* [Extract]
◇ ◇ ◇ ◇ ◇ ◇ ◇

CONNECTICUT — Gov. Ned Lamont said — again — that he has no intention of reinstituting a statewide mask mandate in Connecticut.
During a Monday morning news conference, the governor emphasized, “We have the ability to keep ourselves safe.”
Lamont said the mask mandate “made a lot of sense” earlier in the pandemic when, “if somebody infected walked into a store, they would infect everybody else, or could infect everybody else.”
An order from the state Department of Public Health currently requires everyone inside certain settings, such as health care facilities, facilities housing vulnerable populations, public and private transit, correctional facilities, schools, and child care, to wear masks regardless of vaccination status.
In August, Lamont resisted calls to reinstate a statewide masking mandate issued early in the pandemic and rescinded a few months later, instead issuing an executive order empowering local governments to require masks. It proved a popular move for most, if not all Connecticut cities.
“All of our densest communities have put in place a mask mandate,” Lamont said Monday. “And it’s those communities who are responsible for enforcing something like this.”
A recurring snag during the statewide mandate was the lack of manpower — or interest — in smaller towns to police the order.
But “this is a very different situation than what we were in a year and a half ago,” Lamont said, “and I think that’s reflected in our policies.”
COVID-19 infections in the state have dropped slightly over the weekend, from Friday’s 26 percent to 23.68 percent, reported by DPH on Monday.
The daily coronavirus positivity rate is a function of the number of tests compared to the number of cases confirmed positive each day. Over the weekend, 31,405 positive cases were logged, out of 132,606 tests taken. The numbers of tests and cases confirmed, do not include those taken with at-home self-test kits.

◇ ◇ ◇ ◇ ◇ ◇ ◇

* [Task description]
Answer these questions on the mask article:
(a) In August, what did Lamont issue instead of reinstating the statewide masking mandate?
(b) Which state agency's order currently requires masks in settings such as schools and transit?
(c) How many positive cases were logged over the weekend, and out of how many tests?
Work only from the article above.

* [Dataset extract]
◇ ◇ ◇ ◇ ◇ ◇ ◇

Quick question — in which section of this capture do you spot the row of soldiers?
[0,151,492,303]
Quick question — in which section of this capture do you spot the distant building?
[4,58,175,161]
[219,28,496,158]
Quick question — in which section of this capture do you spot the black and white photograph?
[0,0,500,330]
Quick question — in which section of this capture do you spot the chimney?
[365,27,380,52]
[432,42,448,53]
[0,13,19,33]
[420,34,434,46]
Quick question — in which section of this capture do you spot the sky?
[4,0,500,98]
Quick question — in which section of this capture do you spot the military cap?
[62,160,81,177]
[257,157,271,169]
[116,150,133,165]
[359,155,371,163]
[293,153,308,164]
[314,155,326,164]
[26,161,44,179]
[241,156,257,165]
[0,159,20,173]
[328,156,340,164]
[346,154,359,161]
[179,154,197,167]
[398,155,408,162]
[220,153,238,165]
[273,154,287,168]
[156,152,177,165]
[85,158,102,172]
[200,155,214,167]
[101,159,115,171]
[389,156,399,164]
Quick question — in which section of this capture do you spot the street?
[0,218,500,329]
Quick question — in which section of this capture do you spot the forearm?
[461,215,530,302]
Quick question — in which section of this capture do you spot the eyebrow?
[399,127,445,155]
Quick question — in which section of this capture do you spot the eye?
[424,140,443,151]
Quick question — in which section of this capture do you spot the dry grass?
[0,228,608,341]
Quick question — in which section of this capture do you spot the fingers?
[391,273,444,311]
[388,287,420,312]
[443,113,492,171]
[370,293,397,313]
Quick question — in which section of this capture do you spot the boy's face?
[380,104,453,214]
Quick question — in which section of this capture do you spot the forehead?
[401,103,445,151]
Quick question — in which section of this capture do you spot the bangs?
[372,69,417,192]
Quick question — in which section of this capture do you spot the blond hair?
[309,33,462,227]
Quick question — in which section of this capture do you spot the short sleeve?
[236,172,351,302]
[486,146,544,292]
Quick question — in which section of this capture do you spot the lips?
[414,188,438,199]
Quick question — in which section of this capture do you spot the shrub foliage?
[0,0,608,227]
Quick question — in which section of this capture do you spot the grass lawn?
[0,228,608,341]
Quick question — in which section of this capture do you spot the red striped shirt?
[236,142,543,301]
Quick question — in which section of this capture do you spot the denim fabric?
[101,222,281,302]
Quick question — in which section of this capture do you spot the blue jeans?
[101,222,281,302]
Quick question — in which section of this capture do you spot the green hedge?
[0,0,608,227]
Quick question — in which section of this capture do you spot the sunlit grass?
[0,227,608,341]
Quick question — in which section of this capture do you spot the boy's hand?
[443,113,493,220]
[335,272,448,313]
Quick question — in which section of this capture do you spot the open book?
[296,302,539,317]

◇ ◇ ◇ ◇ ◇ ◇ ◇

* [Solution to the exercise]
(a) An executive order empowering local governments to require masks.
(b) The state Department of Public Health.
(c) 31,405 positive cases out of 132,606 tests.